Rewrite the entries that follow with every "pin" swapped for "marker", and leave everything else unchanged.

| Object location annotation data |
▼▼▼

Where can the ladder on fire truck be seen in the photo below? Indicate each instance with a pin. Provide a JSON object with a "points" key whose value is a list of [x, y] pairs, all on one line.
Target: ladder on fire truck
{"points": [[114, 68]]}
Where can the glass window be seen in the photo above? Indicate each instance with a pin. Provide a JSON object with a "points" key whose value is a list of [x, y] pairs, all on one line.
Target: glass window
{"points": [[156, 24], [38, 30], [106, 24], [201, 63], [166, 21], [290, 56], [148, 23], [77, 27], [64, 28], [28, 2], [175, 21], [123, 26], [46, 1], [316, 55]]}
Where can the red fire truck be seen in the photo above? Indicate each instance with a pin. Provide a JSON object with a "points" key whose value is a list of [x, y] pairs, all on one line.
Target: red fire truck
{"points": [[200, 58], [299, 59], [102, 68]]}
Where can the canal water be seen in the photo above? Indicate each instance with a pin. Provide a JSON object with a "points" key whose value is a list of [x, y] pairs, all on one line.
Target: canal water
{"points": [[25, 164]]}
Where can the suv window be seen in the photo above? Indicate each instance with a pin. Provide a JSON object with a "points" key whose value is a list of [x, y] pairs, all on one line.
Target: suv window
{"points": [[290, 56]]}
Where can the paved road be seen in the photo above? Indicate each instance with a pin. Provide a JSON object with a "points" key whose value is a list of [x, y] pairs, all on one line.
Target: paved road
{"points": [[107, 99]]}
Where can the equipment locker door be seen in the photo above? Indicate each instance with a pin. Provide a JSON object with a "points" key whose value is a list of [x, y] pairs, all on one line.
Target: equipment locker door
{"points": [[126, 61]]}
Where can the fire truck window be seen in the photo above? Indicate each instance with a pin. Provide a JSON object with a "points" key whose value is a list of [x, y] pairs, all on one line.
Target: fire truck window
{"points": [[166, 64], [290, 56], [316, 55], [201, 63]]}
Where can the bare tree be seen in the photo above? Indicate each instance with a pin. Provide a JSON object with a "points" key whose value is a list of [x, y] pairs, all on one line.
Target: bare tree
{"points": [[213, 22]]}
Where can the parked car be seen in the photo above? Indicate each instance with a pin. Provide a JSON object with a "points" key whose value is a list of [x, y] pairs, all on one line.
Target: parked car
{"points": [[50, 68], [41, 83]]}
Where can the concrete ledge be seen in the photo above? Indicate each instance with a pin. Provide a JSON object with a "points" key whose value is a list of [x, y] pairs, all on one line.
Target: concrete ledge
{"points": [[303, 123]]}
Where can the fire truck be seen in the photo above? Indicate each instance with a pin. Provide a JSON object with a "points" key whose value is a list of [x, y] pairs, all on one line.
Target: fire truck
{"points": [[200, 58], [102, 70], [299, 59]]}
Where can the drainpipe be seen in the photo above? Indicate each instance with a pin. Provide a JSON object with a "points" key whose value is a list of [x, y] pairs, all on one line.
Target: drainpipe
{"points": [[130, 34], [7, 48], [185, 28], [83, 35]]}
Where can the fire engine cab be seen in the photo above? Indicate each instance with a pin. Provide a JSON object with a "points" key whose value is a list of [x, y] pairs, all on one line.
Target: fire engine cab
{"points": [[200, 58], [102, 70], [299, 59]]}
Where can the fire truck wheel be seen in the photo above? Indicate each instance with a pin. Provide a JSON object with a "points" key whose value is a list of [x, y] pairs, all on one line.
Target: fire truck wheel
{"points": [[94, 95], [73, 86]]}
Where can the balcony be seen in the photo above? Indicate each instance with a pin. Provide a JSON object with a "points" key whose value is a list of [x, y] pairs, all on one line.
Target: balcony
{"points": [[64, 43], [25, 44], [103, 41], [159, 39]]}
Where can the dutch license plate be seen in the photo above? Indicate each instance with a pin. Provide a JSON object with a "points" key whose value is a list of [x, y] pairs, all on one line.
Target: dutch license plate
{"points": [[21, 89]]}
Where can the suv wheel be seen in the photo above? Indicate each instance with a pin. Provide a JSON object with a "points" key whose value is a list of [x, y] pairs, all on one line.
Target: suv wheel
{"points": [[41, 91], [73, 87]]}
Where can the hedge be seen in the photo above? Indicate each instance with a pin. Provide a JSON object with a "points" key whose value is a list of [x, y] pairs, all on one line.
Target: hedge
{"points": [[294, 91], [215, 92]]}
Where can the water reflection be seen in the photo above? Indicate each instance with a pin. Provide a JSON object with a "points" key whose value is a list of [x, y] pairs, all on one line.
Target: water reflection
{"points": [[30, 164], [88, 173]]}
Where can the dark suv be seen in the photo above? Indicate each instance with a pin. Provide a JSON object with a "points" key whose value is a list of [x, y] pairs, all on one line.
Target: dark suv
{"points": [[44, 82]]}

▲▲▲

| Written response |
Where can the ladder on fire truck be seen in the photo below? Indicate each instance with a marker. Provide a JSON object with a "points" key whose value is a list of [x, y] pairs, all on one line.
Target: ladder on fire truck
{"points": [[114, 68]]}
Where can the glass window be seen in the photo above? Indicate each instance with a marker. Provide a JSON object with a "points" key whose value is a list of [x, y] pairs, all on one line.
Target: glass window
{"points": [[156, 24], [38, 30], [106, 24], [201, 63], [166, 21], [290, 56], [148, 23], [77, 27], [64, 28], [28, 2], [175, 21], [123, 26], [46, 1], [316, 55]]}
Where can the red fire truck be seen in the photo above? Indicate each instance with a marker. Provide a JSON object with a "points" key whose value is a list of [x, y] pairs, all on one line.
Target: red fire truck
{"points": [[200, 58], [299, 59], [102, 68]]}
Where can the canal water be seen in the photo above? Indicate each instance with a marker. Provide a JSON object with a "points" key whose value is a list of [x, y] pairs, all on one line.
Target: canal water
{"points": [[25, 164]]}
Where can the suv window be seen in the photo above? Indicate each instance with a marker. Provide a JSON object with a "points" key whose value is a list of [x, y] pairs, all on one line.
Target: suv window
{"points": [[290, 56]]}
Where can the paved road be seen in the photo above? Indicate each instance with a marker. Provide a JSON object with a "points" key whose value is a list of [x, y] pairs, all on one line.
Target: paved road
{"points": [[107, 99]]}
Where can the equipment locker door be seen in the photo above? Indicate each instance with a marker. Provide a JSON object with a "points" key whose value is a list of [x, y] pairs, all on one line.
Target: equipment locker door
{"points": [[126, 61]]}
Where can the fire truck window be seen in the photo above? Indicate each instance with a marker. Provide a JSON object with a "points" key whose value is a list of [x, y] pairs, all on one line.
Target: fire truck window
{"points": [[166, 64], [290, 56], [316, 55], [201, 63]]}
Where can the bare tree be seen in the photo above? Indicate each instance with a marker. Provide a JSON object with a "points" key whose value is a list of [x, y] pairs, all on one line.
Target: bare tree
{"points": [[213, 22]]}
Where can the parked car be seen in the photo above? Indicate each instance with a marker. Provide a JSON object with a "points" key whose value is a list of [x, y] pairs, all on one line.
Target: parked car
{"points": [[50, 68], [41, 83]]}
Where can the concrete ledge be seen in the photo above? Indicate each instance with a marker. Provide a JSON object with a "points" key whose value is a list of [x, y] pairs, all on one line.
Target: concrete ledge
{"points": [[303, 123]]}
Where can the fire truck be seen in the photo above? Indicate each instance with a marker. Provide a JSON object with a "points" key whose value is a list of [x, y] pairs, all on one line.
Target: fire truck
{"points": [[200, 58], [102, 70], [299, 59]]}
Where can the drainpipe be seen in the photo above? Indicate each instance with a marker. Provide a JSON object with a "points" key whose value is a list of [x, y] pairs, all on one line.
Target: drainpipe
{"points": [[130, 34], [7, 48], [185, 28], [83, 35]]}
Where can the fire engine cab be seen in the photo above? Indicate each instance with a marker. Provide a JSON object with a "points" key whose value is a list of [x, y] pairs, all on one line.
Target: fire engine cab
{"points": [[200, 58], [102, 70], [299, 59]]}
Where can the fire truck wheel be seen in the photo above? Indicate each instance with a marker. Provide a JSON object with a "points" key whose value is a list of [x, y] pairs, all on one line.
Target: fire truck wheel
{"points": [[94, 95], [73, 86]]}
Where can the balcony be seen in the photo above? Indicate each instance with a marker. Provide a JSON object with a "points" key whose value is a list of [x, y] pairs, all on one line.
Target: balcony
{"points": [[64, 43], [25, 44], [103, 41], [159, 39]]}
Where can the dutch license plate be seen in the photo above? Indicate each instance with a marker. Provide a JSON object with a "points" key whose value is a list of [x, y] pairs, all on one line.
Target: dutch license plate
{"points": [[21, 89]]}
Where can the suv wheel be seen in the photo above? Indicate each instance with a marker. Provide a JSON object with a "points" key whose value is a list of [x, y] pairs, all on one line.
Target: suv wheel
{"points": [[41, 91], [73, 87]]}
Where can the hedge be seen in the photo above? Indicate each instance with a marker. Provide a JSON object with a "points" key whose value is a list of [x, y] pairs, all on one line.
Target: hedge
{"points": [[294, 91], [215, 92]]}
Where can the water reflection be seen in the photo above? Indicate each instance with a marker. Provide a JSON object with a "points" key whose value is a list of [x, y] pairs, all on one line.
Target: water reflection
{"points": [[30, 164], [88, 173]]}
Where can the dark suv be seen in the photo above? Indicate each instance with a marker. Provide a JSON object with a "points" key whose value is a list of [x, y] pairs, all on one line.
Target: dark suv
{"points": [[44, 82]]}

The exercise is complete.